(Stored data entries)
★ ★ ★ ★ ★

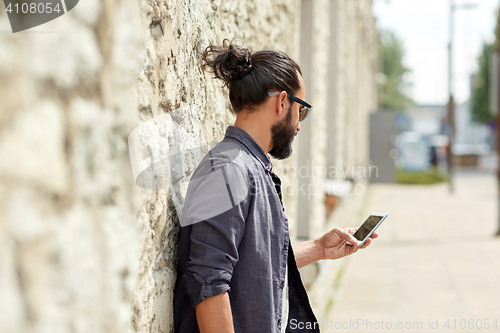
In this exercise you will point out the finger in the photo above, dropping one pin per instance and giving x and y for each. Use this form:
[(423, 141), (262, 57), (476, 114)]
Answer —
[(345, 236), (351, 230), (367, 242)]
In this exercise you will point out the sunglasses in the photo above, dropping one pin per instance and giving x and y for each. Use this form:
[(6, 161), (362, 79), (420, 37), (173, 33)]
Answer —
[(303, 111)]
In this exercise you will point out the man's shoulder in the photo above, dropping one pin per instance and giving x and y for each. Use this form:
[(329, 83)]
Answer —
[(230, 152)]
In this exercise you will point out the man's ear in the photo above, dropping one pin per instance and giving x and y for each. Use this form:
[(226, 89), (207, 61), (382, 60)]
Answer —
[(281, 102)]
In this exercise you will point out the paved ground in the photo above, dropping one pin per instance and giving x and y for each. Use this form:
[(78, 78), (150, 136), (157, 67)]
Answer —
[(436, 260)]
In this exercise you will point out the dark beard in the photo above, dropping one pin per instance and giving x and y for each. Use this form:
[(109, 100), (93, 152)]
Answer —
[(282, 134)]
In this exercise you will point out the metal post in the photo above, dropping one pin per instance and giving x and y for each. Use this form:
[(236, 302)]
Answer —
[(450, 116), (498, 118)]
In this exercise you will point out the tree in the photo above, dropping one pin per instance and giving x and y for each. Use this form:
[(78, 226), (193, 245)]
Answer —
[(481, 88), (394, 85)]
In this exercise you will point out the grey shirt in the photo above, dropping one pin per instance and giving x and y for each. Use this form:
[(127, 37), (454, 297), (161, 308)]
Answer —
[(237, 241)]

★ ★ ★ ★ ★

When you reach the line containing "[(78, 226), (193, 245)]" in the data above, retype it and each line after it through the final one, exactly as written.

[(78, 226), (193, 245)]
Answer —
[(481, 88), (394, 85)]
In this exercise you will point out the grey shirt in the photo above, dropping one pin per instance and giving x and y for each. Use this form:
[(127, 37), (454, 297), (161, 308)]
Answer —
[(237, 241)]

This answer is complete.